DATA FOR THE TASK -
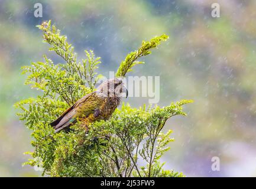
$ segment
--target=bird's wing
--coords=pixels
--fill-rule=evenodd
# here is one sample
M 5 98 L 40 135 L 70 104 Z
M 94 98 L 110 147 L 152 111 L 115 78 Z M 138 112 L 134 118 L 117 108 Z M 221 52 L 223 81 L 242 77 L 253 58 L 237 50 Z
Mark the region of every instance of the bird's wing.
M 78 100 L 69 107 L 53 122 L 50 123 L 58 132 L 76 122 L 80 116 L 88 116 L 98 110 L 105 102 L 106 97 L 99 92 L 93 92 Z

WRITTEN EXERCISE - Pull out every line of the records that contains the string "bird", matching case exactly.

ANSWER TO THE TASK -
--target=bird's wing
Mark the region of every instance of the bird's wing.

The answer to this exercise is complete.